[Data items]
Begin

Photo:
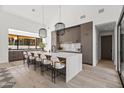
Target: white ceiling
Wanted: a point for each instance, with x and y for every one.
(70, 13)
(106, 26)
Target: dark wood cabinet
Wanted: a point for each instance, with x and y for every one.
(15, 55)
(86, 42)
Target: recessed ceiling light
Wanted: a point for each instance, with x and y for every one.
(101, 10)
(33, 10)
(83, 16)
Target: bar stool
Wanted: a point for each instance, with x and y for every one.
(25, 57)
(31, 58)
(38, 61)
(58, 67)
(45, 65)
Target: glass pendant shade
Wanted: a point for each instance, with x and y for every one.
(42, 30)
(60, 27)
(42, 33)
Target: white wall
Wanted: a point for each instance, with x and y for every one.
(70, 16)
(106, 33)
(11, 21)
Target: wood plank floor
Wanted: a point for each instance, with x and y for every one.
(103, 75)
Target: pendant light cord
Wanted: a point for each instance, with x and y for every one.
(43, 15)
(60, 13)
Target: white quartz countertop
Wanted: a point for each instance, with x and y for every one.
(59, 54)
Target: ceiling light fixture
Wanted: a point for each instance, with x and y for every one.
(60, 26)
(43, 31)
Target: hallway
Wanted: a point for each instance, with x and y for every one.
(103, 75)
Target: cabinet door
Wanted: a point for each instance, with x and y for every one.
(53, 38)
(86, 42)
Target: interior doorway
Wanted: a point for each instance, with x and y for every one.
(106, 47)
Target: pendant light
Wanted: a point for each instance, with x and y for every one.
(60, 26)
(42, 31)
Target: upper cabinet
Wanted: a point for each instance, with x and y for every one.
(72, 35)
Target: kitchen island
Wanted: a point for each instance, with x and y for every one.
(73, 62)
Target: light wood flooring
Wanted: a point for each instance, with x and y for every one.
(103, 75)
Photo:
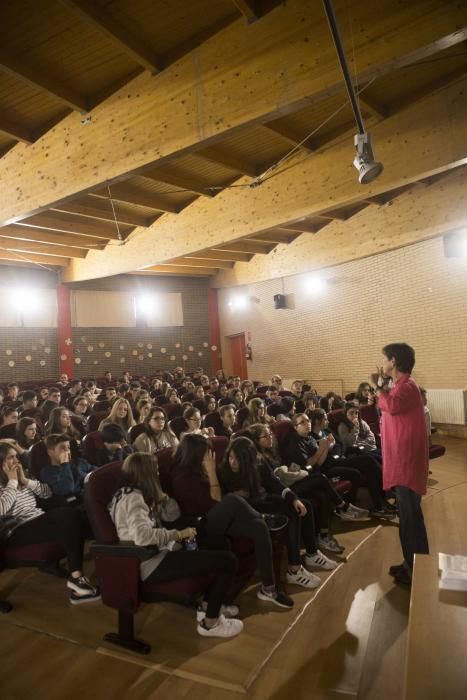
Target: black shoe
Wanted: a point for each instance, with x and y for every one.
(403, 577)
(275, 522)
(395, 569)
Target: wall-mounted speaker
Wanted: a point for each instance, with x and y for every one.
(280, 301)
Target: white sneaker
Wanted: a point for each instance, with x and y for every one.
(330, 544)
(320, 561)
(227, 611)
(303, 578)
(222, 628)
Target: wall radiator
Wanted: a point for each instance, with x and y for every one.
(448, 406)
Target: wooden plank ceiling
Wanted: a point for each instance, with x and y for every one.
(72, 55)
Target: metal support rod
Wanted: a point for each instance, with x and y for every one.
(333, 26)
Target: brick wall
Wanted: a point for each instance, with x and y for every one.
(90, 345)
(413, 294)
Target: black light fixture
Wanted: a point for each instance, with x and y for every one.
(368, 168)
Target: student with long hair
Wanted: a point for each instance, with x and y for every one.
(121, 414)
(196, 488)
(137, 510)
(26, 433)
(245, 473)
(256, 413)
(31, 525)
(157, 434)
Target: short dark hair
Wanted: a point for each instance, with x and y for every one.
(111, 432)
(403, 354)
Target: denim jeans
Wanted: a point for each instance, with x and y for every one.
(412, 531)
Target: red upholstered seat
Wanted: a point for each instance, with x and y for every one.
(437, 451)
(135, 431)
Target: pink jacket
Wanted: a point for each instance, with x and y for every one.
(403, 437)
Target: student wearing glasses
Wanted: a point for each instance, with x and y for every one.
(157, 434)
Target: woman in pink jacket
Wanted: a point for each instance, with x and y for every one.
(405, 451)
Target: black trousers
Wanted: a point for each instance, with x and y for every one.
(234, 516)
(412, 531)
(297, 527)
(221, 565)
(57, 525)
(325, 498)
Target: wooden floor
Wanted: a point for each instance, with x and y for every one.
(347, 640)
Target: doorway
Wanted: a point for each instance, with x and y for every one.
(238, 355)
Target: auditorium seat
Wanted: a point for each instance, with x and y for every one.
(117, 565)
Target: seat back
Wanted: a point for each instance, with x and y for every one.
(281, 429)
(240, 417)
(135, 431)
(178, 425)
(100, 488)
(38, 458)
(173, 410)
(92, 444)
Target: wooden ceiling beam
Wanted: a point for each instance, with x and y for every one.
(40, 235)
(149, 122)
(221, 156)
(33, 247)
(288, 135)
(33, 258)
(246, 246)
(41, 81)
(15, 130)
(308, 187)
(101, 209)
(184, 182)
(121, 37)
(128, 194)
(194, 262)
(69, 223)
(181, 270)
(220, 255)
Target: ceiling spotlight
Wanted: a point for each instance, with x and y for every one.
(364, 160)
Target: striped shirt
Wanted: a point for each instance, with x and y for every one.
(20, 501)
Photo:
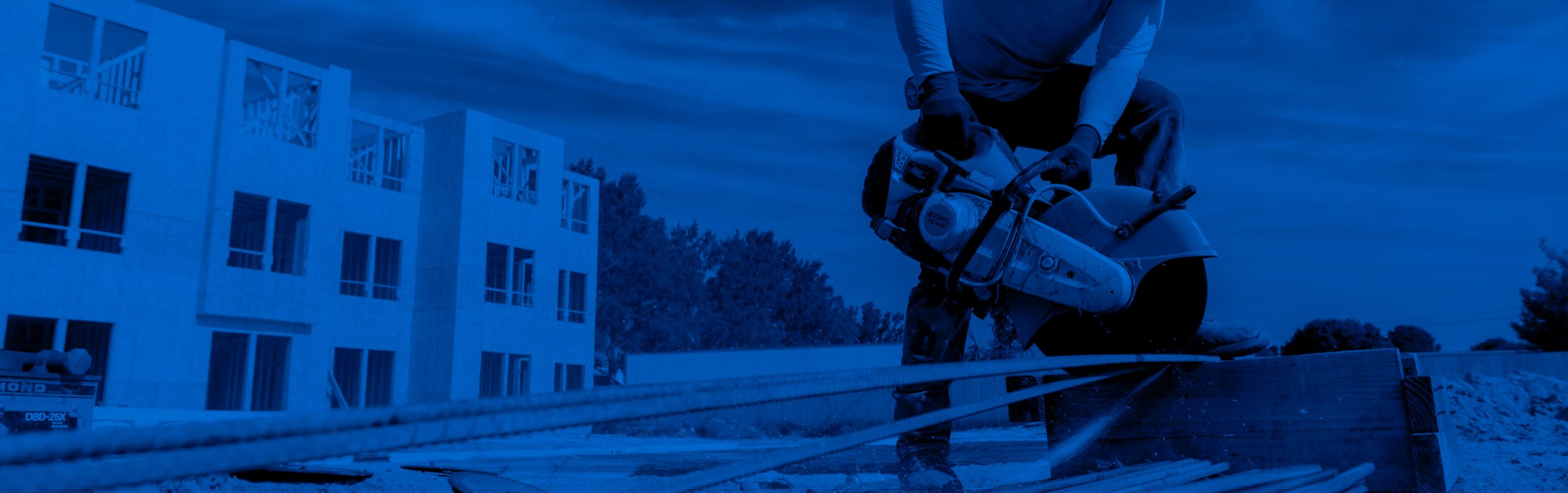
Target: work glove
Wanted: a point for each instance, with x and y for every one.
(1070, 164)
(943, 115)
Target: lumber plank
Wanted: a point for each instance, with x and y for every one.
(1336, 410)
(1247, 480)
(1421, 412)
(1412, 365)
(1071, 481)
(1294, 483)
(1434, 470)
(1139, 478)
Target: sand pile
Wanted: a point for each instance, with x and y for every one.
(1512, 432)
(1520, 407)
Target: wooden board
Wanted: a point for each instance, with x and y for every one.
(1427, 412)
(864, 459)
(1336, 410)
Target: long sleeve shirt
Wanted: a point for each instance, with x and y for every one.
(1001, 49)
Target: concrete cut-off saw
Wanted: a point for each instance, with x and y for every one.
(1099, 271)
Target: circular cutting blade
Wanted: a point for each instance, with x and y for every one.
(1164, 316)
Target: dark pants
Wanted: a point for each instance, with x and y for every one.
(1148, 148)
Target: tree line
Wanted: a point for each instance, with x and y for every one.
(1542, 325)
(664, 288)
(667, 288)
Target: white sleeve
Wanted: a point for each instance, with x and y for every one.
(1125, 43)
(922, 34)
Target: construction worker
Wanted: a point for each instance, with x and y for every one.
(1007, 65)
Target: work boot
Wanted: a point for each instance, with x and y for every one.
(1227, 341)
(927, 472)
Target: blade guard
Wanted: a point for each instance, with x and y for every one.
(1172, 235)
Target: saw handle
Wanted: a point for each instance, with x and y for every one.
(1177, 200)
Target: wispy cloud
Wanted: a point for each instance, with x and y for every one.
(1357, 159)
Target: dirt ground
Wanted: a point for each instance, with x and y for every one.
(1512, 432)
(1510, 435)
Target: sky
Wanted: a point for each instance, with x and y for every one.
(1395, 162)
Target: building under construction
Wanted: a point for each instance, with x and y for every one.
(220, 228)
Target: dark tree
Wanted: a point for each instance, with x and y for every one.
(681, 288)
(1544, 319)
(1333, 335)
(1413, 340)
(1499, 344)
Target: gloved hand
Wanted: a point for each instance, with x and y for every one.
(1071, 162)
(943, 115)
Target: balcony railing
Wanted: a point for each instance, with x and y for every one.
(116, 81)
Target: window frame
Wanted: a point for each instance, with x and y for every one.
(510, 291)
(565, 297)
(371, 286)
(364, 379)
(372, 164)
(571, 194)
(248, 368)
(270, 238)
(521, 164)
(74, 233)
(502, 374)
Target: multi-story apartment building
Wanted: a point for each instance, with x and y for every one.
(222, 230)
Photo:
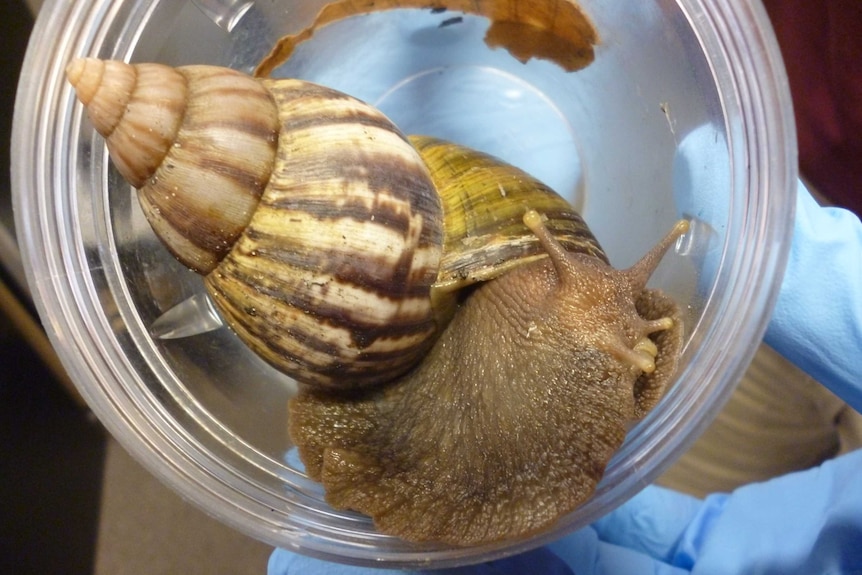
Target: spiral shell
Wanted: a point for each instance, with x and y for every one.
(329, 244)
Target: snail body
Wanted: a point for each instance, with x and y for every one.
(338, 249)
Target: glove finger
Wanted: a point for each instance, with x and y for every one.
(585, 554)
(817, 321)
(652, 523)
(283, 562)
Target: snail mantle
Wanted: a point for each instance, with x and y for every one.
(468, 359)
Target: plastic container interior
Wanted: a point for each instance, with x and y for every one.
(684, 113)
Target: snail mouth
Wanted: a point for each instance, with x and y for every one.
(650, 387)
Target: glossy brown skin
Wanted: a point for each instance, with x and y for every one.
(510, 421)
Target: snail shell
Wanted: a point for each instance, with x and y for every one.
(338, 249)
(325, 242)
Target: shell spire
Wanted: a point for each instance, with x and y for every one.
(198, 142)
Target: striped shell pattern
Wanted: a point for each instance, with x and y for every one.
(331, 244)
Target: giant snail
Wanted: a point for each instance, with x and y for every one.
(468, 360)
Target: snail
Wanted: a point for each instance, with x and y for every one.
(468, 360)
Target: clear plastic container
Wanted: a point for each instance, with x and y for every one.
(685, 112)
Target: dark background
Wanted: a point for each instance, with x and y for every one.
(51, 449)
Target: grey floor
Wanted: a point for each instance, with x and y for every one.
(71, 500)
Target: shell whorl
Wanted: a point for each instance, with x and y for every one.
(331, 244)
(352, 225)
(198, 142)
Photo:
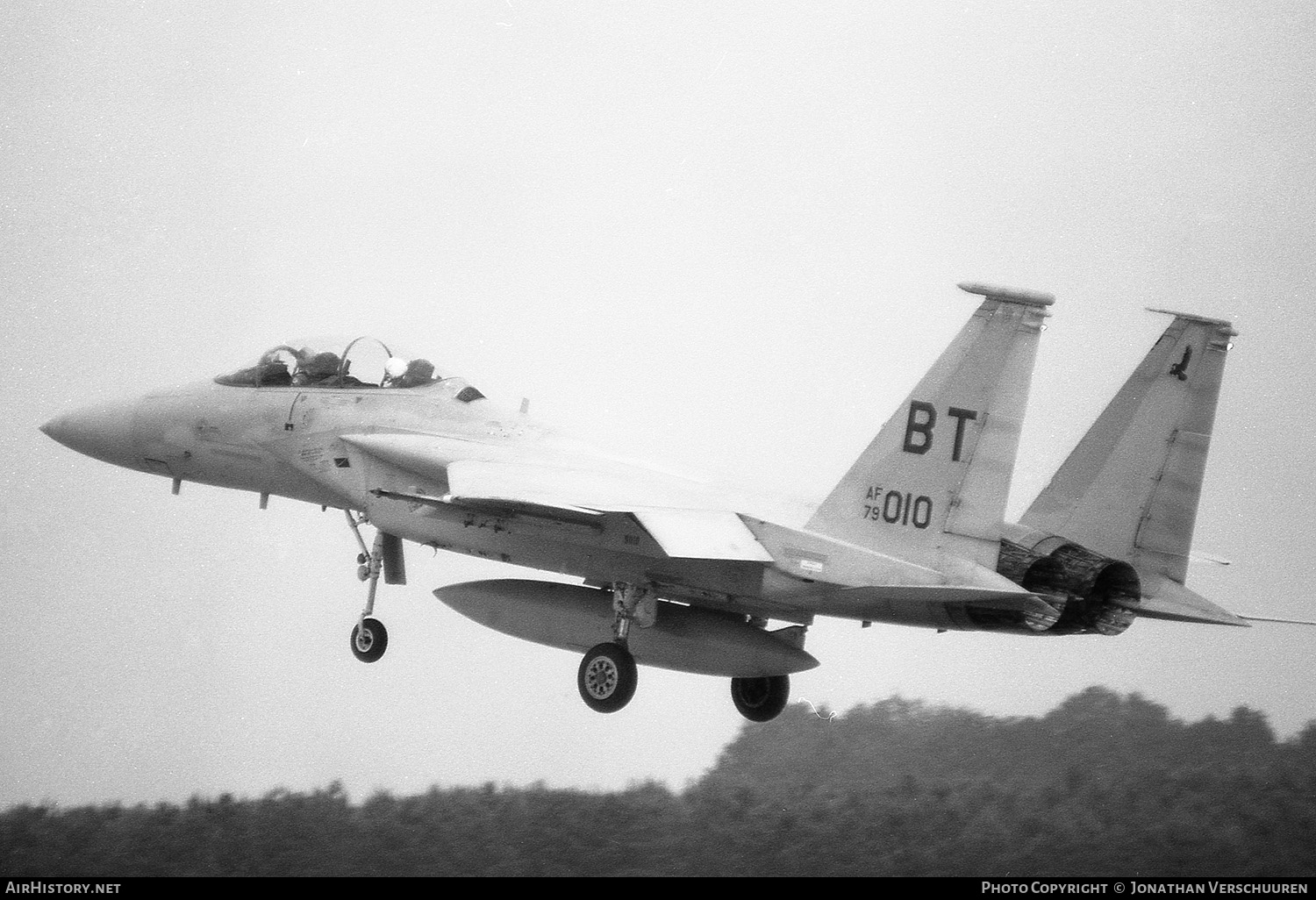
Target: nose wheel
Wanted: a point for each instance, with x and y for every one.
(368, 637)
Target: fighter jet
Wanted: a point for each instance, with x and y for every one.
(674, 573)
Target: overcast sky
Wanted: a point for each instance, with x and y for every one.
(724, 236)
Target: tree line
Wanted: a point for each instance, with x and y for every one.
(1102, 786)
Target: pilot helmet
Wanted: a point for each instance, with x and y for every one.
(323, 365)
(420, 370)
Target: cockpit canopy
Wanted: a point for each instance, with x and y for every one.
(305, 366)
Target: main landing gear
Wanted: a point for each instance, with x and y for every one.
(368, 637)
(607, 676)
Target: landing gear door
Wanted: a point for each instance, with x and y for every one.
(297, 413)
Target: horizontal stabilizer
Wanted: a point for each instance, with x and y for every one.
(1282, 621)
(1173, 602)
(879, 602)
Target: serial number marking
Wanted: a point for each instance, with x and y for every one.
(897, 508)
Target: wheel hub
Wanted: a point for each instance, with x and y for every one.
(600, 678)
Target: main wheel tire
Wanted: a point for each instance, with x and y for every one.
(607, 676)
(368, 644)
(761, 699)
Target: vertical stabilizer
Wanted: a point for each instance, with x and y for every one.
(1129, 489)
(934, 481)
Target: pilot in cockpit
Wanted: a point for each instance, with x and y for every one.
(413, 374)
(315, 368)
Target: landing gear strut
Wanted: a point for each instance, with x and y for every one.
(607, 676)
(368, 637)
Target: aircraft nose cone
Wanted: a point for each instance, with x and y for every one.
(103, 432)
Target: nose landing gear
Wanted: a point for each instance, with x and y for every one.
(368, 637)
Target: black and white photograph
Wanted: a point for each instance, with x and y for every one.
(658, 439)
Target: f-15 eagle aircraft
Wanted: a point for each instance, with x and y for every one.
(676, 573)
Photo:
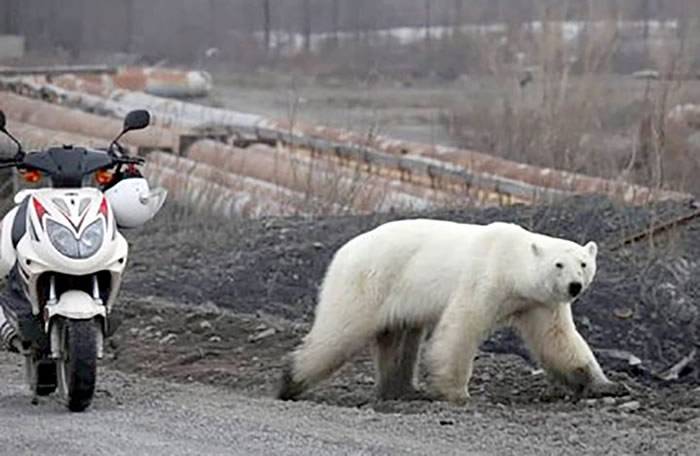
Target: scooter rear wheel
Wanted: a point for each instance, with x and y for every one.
(77, 369)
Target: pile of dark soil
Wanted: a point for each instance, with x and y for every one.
(644, 299)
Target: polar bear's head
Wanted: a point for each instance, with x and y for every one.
(563, 269)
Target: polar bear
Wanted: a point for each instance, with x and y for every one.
(389, 286)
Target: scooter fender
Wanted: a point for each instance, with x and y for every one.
(75, 305)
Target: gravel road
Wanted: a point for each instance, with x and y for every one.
(134, 415)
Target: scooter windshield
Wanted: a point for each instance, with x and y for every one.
(67, 166)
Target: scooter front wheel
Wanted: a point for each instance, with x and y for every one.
(77, 367)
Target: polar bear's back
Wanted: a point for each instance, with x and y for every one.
(408, 269)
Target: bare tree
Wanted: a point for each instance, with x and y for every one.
(428, 22)
(335, 21)
(458, 13)
(306, 15)
(267, 23)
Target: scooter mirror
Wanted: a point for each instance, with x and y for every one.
(136, 120)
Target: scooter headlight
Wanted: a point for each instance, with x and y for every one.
(62, 239)
(91, 240)
(65, 242)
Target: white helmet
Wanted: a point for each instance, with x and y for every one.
(133, 202)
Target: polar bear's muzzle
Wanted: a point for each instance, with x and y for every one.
(575, 289)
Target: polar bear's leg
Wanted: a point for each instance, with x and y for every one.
(553, 339)
(333, 339)
(455, 342)
(395, 355)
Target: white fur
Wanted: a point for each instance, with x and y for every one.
(461, 280)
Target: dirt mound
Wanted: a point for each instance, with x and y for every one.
(644, 299)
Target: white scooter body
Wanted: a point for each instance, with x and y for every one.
(45, 272)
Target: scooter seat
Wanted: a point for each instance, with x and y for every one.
(19, 225)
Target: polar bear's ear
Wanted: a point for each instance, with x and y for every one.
(592, 249)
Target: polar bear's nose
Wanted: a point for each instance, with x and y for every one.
(575, 289)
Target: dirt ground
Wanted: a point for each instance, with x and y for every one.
(221, 302)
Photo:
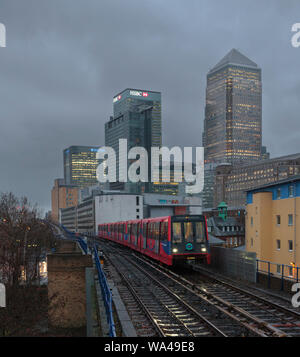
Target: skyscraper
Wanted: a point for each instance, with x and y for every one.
(233, 125)
(80, 165)
(137, 118)
(233, 116)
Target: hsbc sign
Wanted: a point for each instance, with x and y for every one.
(117, 98)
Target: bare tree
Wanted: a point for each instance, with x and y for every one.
(24, 238)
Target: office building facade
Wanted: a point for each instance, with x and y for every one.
(271, 225)
(233, 124)
(232, 182)
(233, 115)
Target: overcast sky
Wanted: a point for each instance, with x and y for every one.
(66, 59)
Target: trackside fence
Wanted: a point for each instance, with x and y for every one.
(106, 293)
(284, 274)
(79, 239)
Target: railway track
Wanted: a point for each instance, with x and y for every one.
(233, 310)
(200, 316)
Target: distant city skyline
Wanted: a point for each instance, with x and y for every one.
(64, 62)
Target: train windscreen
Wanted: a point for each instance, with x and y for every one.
(188, 230)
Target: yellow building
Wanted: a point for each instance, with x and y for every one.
(273, 224)
(62, 196)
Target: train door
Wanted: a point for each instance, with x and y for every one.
(157, 236)
(145, 235)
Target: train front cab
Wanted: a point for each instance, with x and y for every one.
(189, 239)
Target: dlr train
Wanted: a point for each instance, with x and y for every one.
(168, 239)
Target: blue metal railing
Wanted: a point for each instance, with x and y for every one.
(79, 239)
(281, 271)
(106, 293)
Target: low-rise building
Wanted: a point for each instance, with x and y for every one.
(232, 182)
(228, 229)
(62, 196)
(273, 223)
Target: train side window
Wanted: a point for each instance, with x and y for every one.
(200, 232)
(177, 232)
(156, 231)
(145, 235)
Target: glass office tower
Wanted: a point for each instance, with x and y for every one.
(233, 116)
(137, 118)
(233, 125)
(80, 165)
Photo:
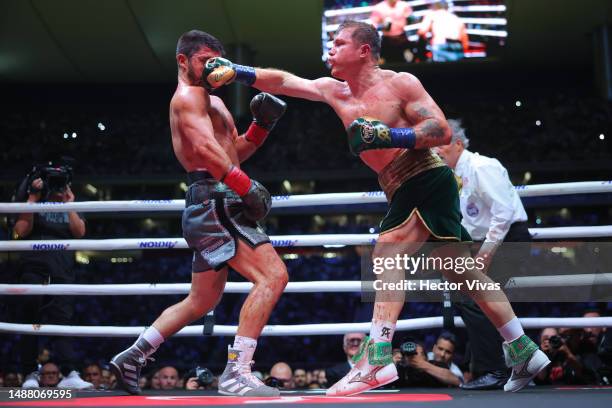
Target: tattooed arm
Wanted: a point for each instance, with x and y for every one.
(429, 123)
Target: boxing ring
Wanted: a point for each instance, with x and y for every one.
(325, 240)
(560, 396)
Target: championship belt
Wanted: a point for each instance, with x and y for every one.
(406, 165)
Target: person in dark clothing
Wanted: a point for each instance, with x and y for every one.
(48, 267)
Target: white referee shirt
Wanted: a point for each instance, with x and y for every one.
(489, 202)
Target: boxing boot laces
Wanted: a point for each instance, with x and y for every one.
(373, 368)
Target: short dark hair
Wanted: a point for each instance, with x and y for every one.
(363, 33)
(191, 41)
(448, 336)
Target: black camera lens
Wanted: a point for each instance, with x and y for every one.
(555, 341)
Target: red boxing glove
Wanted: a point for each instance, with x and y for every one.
(237, 180)
(256, 134)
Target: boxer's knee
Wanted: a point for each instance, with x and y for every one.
(203, 302)
(277, 276)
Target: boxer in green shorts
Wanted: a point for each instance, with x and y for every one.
(392, 123)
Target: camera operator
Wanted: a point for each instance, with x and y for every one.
(415, 370)
(566, 366)
(48, 184)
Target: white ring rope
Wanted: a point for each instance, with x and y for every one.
(329, 240)
(304, 200)
(147, 289)
(291, 330)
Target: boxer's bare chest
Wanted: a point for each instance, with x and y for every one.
(223, 124)
(377, 102)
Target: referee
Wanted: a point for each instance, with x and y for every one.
(492, 213)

End

__DO THIS__: Please output the part of the material that opens with the line containing "Target: construction worker" and closes with the line containing "(1395, 162)" as a two-column CSV with the headers "text" and "answer". Give each text and its answer as one row, with both fields quoted and line breaks replaced by spaces.

__RESULT__:
text,answer
"Target: construction worker Wanted: a point for each instance, with x and y for every one.","(1007, 65)"
"Target: work boot Wanted: a point for each instance, with x and y for every one.","(1227, 341) (927, 472)"
"Target: blade guard Wanted: a point for each instance, with x and y for every one.","(1172, 235)"
"Target: saw handle Wanted: a point for each instance, with x and y for every one.","(1177, 200)"
"Target: wispy cloud Wanted: a point for each instance, with x and y for every one.","(1357, 159)"
"Target: dirt ground Wanted: a point for each instance, with x and y for every one.","(1512, 432) (1510, 435)"
"Target: sky Wanted: a point for each instance, with x and y for every one.","(1395, 162)"